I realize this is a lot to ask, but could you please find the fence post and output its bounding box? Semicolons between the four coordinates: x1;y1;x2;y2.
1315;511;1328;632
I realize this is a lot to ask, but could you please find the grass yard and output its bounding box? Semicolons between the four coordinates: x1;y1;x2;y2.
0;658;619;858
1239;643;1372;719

────────────────────

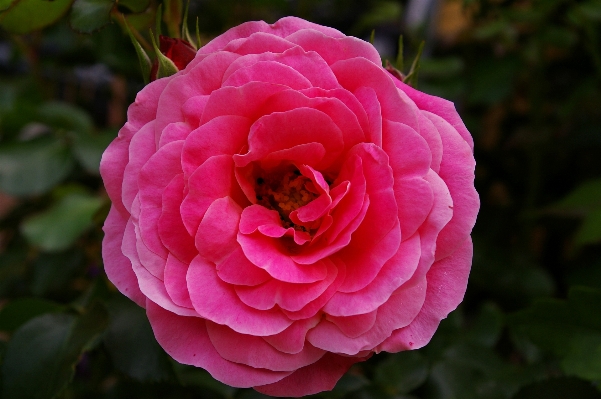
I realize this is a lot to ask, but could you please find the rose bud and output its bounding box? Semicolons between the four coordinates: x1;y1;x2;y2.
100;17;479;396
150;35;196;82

────────────────────

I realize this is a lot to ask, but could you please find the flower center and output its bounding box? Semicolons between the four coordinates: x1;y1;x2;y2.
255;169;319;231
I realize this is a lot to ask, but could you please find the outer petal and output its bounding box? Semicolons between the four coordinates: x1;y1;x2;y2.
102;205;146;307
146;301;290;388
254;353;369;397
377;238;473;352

────────────────────

Put the stretch of the listing from the line containing "find the flower" through the line containing "377;238;473;352" into a Markdown table with the columns Number and Text. Give each line its own numbered row and leave out blank lines.

| Number | Text |
|---|---|
| 1 | I realize this is a lot to ask, but could you please find the flower center and output its bounding box? Semicolons between the four coordinates: x1;y1;x2;y2. |
| 2 | 255;169;319;231 |
| 3 | I realize this is a lot to ask, but could you please find the outer petal and output its bounding box? Semicolons between the four coordinates: x1;y1;x2;y2. |
| 4 | 102;205;146;307 |
| 5 | 146;301;290;388 |
| 6 | 254;353;369;397 |
| 7 | 377;238;473;352 |